→ Challenge: Pull out everything from the first row down to the row containing "(1123, 616)", both included, and copy those rows word for word.

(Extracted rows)

[BEGIN]

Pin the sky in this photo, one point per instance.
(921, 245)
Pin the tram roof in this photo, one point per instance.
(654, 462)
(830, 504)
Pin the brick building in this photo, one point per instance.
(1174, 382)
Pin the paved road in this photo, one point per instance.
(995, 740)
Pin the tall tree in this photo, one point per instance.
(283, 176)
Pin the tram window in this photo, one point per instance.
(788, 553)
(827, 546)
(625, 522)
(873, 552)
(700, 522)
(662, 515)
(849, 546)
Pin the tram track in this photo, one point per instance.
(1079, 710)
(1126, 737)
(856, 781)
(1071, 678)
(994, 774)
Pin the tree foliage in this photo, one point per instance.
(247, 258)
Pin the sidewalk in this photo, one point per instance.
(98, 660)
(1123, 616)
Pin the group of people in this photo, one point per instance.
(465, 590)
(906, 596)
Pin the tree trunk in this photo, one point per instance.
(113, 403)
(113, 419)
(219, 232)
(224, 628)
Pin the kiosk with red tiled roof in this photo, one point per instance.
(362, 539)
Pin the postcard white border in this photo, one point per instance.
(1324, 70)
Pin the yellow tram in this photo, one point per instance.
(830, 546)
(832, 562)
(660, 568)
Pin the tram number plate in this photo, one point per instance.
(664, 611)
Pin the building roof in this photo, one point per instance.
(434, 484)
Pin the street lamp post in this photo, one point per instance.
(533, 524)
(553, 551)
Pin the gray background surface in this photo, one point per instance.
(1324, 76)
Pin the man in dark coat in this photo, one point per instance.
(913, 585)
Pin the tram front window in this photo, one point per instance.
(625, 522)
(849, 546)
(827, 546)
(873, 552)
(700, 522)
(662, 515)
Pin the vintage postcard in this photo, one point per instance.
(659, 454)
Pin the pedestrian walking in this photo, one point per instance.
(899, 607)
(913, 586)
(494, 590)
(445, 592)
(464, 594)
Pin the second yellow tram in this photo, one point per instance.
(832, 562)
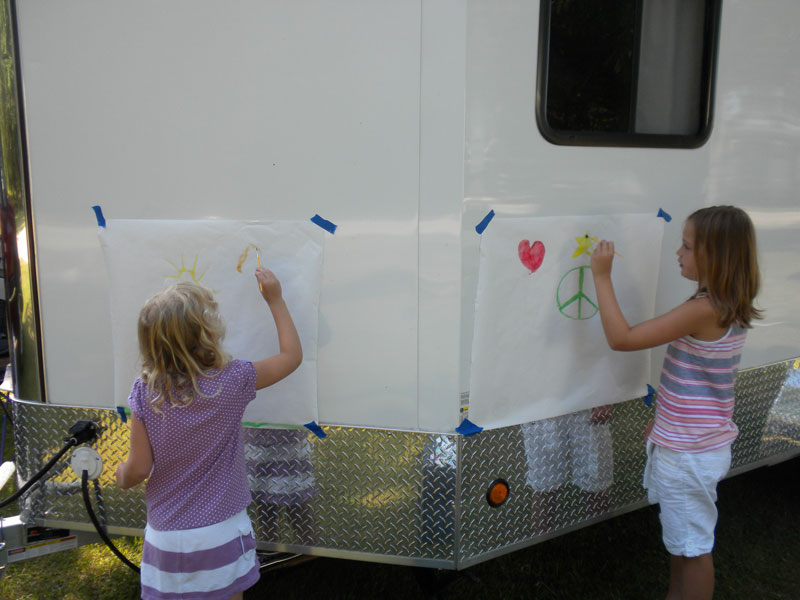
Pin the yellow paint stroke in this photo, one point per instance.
(586, 246)
(179, 271)
(243, 257)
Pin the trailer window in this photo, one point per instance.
(627, 72)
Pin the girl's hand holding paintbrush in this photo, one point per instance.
(268, 284)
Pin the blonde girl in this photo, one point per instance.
(186, 440)
(689, 441)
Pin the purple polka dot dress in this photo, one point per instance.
(199, 541)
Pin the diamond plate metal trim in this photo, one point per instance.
(767, 414)
(399, 496)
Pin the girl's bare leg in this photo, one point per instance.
(691, 578)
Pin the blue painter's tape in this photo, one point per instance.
(315, 429)
(98, 212)
(483, 224)
(651, 395)
(325, 224)
(468, 428)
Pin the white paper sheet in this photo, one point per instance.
(538, 347)
(144, 256)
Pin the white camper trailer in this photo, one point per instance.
(420, 137)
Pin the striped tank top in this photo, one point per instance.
(694, 409)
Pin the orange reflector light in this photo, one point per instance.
(497, 493)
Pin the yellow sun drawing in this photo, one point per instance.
(184, 273)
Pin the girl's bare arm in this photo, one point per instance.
(686, 319)
(274, 368)
(139, 463)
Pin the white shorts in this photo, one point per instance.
(569, 448)
(684, 484)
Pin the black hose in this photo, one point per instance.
(101, 530)
(70, 443)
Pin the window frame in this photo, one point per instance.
(560, 137)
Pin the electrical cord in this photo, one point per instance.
(70, 443)
(82, 431)
(101, 530)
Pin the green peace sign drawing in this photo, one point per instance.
(573, 306)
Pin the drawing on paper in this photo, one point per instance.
(531, 255)
(183, 270)
(243, 256)
(571, 297)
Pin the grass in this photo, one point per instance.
(758, 549)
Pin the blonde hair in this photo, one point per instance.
(727, 264)
(180, 337)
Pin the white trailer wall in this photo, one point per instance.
(752, 158)
(202, 109)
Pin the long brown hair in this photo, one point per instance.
(180, 337)
(727, 264)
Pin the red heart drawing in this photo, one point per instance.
(531, 255)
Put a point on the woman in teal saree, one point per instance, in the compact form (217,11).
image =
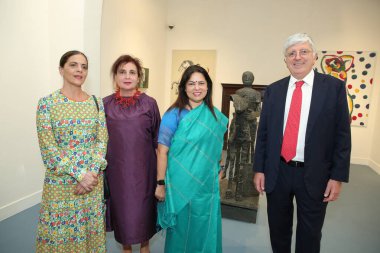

[END]

→ Final answer:
Pin the sky in this photo, one point per instance.
(921, 245)
Pin the tram roof in this photo, one point per instance.
(654, 462)
(830, 504)
Pin the brick building in this photo, one point per instance.
(1174, 382)
Pin the paved road in this photo, one point per instance.
(995, 740)
Pin the tall tree in this photo, one point per instance.
(283, 176)
Pin the tram window in this photo, one point per instance.
(788, 553)
(827, 546)
(625, 522)
(873, 552)
(700, 522)
(662, 515)
(849, 546)
Pin the tram track in this photo, one point per instance.
(1079, 710)
(1126, 737)
(856, 781)
(1071, 678)
(994, 774)
Pin the tree foliage in this photo, one point per instance.
(247, 258)
Pin the sidewalk in this photo, one point per instance.
(98, 660)
(1123, 616)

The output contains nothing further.